» WHAT TO PRODUCE:
Transcribe nothing except the lines below that run from the one with "Provide the mask of every instance of the ornate" to the one with "M 321 278 L", ends included, and do not copy any picture.
# # # #
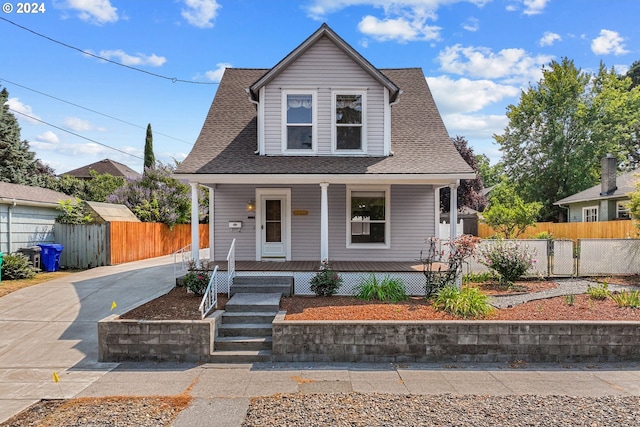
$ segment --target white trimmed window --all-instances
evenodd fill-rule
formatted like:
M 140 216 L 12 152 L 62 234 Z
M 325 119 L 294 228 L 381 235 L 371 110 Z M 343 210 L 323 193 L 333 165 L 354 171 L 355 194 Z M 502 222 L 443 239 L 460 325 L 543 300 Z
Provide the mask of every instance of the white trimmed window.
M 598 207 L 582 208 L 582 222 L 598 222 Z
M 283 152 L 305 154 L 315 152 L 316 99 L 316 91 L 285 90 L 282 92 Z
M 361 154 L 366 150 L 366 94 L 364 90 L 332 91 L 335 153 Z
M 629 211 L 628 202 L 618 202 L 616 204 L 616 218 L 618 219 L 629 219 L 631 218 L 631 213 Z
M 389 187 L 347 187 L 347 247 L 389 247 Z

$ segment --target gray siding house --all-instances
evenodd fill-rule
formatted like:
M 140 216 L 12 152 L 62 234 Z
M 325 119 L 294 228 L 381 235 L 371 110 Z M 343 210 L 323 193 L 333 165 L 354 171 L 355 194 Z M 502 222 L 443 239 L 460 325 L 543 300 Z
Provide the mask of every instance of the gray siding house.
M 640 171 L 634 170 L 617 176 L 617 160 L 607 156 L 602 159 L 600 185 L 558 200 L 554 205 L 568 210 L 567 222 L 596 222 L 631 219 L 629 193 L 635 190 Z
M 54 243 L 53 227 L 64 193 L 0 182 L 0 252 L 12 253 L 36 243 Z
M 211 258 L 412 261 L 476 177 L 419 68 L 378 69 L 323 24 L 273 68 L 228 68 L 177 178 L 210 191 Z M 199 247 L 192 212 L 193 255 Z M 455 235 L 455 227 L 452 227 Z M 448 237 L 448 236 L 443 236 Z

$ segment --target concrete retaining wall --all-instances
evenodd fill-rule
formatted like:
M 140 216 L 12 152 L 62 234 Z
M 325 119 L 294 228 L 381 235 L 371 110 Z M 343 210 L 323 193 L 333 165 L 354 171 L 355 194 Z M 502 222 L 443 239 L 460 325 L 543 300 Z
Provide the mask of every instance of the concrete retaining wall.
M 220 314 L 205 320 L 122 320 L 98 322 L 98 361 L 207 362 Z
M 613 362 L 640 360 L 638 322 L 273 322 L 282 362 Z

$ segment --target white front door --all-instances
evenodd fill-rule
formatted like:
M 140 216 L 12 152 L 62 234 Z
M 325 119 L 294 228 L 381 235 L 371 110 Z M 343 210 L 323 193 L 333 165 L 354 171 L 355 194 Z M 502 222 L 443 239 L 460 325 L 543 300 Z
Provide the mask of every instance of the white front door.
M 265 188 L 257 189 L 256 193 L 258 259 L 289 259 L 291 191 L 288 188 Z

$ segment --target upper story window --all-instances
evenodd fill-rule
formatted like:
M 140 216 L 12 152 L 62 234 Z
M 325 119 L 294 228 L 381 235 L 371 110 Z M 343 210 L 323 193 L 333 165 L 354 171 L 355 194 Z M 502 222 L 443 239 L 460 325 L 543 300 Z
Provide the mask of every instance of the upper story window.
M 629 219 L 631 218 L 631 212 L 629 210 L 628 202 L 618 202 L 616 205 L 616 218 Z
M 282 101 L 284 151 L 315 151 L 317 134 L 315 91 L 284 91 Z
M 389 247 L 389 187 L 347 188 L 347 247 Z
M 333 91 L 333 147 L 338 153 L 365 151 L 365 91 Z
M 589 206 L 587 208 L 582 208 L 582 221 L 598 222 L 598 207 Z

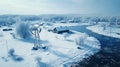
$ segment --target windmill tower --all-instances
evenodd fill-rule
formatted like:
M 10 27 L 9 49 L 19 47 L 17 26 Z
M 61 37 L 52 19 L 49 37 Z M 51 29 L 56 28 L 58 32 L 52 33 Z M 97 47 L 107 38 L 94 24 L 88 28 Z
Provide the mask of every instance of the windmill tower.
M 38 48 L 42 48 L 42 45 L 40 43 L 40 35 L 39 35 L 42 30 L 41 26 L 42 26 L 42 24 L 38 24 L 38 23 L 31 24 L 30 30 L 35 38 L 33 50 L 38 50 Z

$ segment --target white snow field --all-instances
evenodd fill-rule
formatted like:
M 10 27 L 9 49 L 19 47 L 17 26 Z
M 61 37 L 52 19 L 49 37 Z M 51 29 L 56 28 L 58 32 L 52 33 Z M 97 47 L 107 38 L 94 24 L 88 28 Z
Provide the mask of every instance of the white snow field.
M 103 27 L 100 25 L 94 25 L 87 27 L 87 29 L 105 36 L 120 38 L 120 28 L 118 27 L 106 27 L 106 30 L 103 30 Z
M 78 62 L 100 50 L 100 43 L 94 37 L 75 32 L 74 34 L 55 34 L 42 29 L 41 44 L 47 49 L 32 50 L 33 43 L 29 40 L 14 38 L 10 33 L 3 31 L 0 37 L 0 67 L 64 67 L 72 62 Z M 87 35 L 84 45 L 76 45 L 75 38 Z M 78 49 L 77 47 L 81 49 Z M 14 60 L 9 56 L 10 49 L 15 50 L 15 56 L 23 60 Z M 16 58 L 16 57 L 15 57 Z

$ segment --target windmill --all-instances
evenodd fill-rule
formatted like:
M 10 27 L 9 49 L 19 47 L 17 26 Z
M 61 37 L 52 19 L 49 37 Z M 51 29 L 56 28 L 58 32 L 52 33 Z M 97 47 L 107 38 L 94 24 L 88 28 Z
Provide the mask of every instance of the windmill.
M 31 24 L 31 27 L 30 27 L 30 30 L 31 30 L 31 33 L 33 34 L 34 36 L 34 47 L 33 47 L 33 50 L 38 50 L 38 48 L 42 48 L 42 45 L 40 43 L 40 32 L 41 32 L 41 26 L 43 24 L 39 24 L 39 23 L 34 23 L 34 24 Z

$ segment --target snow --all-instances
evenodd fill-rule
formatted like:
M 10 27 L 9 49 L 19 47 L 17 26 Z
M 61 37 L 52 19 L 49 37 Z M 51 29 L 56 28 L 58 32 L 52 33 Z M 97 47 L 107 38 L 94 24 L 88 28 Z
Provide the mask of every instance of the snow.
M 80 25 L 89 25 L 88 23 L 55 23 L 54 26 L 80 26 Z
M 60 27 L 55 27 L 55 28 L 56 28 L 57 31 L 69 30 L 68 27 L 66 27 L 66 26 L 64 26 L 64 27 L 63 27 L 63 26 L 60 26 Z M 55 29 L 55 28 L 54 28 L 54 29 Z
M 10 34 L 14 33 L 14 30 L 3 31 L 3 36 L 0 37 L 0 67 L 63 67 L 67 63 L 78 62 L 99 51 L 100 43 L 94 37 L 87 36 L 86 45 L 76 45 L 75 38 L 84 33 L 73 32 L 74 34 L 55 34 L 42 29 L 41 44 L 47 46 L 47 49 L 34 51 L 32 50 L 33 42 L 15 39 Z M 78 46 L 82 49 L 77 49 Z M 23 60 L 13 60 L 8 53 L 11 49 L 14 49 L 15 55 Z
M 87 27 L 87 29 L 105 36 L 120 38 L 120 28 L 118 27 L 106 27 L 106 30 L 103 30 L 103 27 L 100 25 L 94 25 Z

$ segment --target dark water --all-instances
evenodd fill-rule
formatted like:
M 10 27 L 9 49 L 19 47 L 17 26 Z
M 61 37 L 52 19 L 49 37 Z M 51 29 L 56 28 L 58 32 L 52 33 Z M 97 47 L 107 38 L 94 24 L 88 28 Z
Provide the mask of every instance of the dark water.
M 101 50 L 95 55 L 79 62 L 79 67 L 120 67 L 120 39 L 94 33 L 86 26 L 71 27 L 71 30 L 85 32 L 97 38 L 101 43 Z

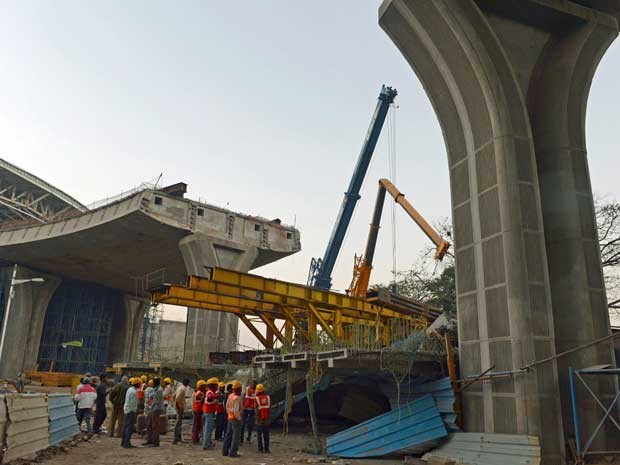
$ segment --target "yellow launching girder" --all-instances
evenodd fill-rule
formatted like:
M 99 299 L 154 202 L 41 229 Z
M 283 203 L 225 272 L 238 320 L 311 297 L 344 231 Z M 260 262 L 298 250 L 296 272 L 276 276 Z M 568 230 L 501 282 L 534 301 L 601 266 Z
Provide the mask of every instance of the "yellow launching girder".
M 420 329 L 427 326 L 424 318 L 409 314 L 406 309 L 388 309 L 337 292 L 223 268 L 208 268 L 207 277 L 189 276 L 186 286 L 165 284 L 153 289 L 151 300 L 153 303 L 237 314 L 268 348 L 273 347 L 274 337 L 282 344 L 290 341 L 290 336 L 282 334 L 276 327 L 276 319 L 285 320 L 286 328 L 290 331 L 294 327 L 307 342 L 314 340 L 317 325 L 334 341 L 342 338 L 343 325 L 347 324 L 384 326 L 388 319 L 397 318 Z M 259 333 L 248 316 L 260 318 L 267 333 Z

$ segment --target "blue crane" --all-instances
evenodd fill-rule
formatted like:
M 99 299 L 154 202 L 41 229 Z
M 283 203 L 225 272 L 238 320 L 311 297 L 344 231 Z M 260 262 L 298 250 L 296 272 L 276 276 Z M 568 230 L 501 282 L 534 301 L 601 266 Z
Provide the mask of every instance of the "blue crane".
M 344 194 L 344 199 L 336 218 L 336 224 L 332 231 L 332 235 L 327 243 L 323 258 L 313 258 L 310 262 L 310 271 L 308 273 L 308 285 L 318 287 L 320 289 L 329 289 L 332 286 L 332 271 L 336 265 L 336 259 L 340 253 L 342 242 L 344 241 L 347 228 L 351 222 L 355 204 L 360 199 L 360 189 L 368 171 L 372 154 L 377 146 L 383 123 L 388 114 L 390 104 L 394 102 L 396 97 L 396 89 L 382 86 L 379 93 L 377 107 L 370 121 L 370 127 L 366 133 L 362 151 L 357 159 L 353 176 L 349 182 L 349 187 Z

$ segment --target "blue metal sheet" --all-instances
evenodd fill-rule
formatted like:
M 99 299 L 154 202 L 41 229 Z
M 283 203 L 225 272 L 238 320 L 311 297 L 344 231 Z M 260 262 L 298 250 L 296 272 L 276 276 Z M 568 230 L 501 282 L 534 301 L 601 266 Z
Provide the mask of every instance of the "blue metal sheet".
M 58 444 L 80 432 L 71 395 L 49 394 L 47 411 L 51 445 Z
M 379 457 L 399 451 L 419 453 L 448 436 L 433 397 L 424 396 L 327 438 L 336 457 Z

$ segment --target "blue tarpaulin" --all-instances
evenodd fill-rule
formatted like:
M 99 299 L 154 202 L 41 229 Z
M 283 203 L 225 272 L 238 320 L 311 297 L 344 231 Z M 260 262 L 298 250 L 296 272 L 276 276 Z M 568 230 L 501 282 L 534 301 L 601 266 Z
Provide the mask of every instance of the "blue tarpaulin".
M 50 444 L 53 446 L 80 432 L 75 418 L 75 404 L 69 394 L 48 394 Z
# # # #
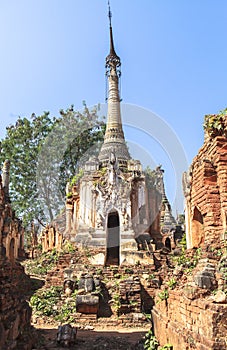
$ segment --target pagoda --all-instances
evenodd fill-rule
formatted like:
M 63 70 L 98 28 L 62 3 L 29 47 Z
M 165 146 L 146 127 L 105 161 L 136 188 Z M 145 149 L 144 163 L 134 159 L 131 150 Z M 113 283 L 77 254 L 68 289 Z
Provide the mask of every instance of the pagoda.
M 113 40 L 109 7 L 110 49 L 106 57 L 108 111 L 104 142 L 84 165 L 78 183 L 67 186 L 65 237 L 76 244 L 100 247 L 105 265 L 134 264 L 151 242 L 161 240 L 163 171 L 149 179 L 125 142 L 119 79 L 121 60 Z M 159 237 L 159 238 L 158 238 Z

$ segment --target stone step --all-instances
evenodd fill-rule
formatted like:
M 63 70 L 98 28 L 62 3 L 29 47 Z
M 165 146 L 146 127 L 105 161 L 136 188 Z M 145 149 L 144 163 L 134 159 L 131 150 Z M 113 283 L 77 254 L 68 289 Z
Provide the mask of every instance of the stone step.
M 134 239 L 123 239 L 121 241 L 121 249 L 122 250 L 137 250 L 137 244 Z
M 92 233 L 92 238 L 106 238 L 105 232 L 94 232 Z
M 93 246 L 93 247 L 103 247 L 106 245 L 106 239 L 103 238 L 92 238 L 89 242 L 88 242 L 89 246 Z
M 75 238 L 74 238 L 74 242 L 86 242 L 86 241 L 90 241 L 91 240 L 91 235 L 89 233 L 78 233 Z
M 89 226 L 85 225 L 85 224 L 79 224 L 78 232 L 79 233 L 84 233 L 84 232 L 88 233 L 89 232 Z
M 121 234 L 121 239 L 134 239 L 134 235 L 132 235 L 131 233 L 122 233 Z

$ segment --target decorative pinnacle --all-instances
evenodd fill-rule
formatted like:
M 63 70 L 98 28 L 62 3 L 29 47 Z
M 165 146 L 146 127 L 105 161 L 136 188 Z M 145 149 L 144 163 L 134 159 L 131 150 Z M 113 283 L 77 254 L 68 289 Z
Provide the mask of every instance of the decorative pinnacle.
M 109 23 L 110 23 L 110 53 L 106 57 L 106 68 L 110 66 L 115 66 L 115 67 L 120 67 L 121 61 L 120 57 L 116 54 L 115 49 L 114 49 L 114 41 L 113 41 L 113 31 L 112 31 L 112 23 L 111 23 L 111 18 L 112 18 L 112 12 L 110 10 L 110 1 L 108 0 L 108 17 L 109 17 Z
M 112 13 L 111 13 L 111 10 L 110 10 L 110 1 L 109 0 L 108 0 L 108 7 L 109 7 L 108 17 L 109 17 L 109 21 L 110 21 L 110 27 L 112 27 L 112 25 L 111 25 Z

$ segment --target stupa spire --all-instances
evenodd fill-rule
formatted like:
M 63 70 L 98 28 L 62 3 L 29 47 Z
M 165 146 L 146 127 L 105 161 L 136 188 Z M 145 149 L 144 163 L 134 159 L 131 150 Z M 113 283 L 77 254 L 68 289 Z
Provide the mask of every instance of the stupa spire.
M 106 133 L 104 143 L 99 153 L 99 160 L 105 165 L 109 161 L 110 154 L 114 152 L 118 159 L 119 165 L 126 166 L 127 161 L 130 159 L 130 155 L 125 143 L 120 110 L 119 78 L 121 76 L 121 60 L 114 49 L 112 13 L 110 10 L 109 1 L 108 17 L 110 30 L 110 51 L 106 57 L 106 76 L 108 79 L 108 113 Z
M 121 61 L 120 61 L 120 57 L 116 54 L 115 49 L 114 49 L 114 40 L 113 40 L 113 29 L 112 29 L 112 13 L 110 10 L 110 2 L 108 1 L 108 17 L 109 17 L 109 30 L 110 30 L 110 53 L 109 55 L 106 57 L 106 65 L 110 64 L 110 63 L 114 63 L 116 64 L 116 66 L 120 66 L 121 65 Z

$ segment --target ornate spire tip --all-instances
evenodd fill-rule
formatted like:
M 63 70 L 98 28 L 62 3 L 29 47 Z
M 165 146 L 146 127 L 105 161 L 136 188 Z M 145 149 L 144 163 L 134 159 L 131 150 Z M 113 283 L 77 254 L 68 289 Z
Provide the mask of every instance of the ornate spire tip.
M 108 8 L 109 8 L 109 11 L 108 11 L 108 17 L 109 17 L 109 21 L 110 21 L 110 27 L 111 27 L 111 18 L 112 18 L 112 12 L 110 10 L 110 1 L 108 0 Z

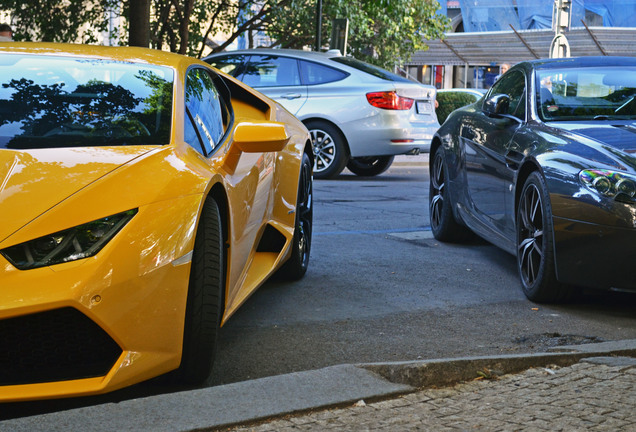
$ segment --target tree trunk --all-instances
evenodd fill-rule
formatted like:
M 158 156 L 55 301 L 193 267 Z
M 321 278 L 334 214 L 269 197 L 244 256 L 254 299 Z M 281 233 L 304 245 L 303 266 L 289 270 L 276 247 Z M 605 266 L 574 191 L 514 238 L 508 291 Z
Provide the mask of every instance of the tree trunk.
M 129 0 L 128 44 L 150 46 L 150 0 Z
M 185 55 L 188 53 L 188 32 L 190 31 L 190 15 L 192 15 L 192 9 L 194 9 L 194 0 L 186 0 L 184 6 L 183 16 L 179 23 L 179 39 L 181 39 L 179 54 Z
# # # #
» RESULT:
Provide the mask of every instance of the ornate spire tip.
M 108 8 L 109 8 L 109 11 L 108 11 L 108 17 L 109 17 L 109 21 L 110 21 L 110 27 L 111 27 L 111 18 L 112 18 L 112 12 L 110 10 L 110 1 L 108 0 Z

$ segment --target tree trunk --all-instances
evenodd fill-rule
formatted like:
M 158 156 L 55 301 L 193 267 Z
M 321 278 L 334 214 L 269 197 L 244 256 L 254 299 Z M 281 233 L 304 245 L 303 266 L 289 270 L 276 247 Z M 605 266 L 574 191 L 514 238 L 508 291 Z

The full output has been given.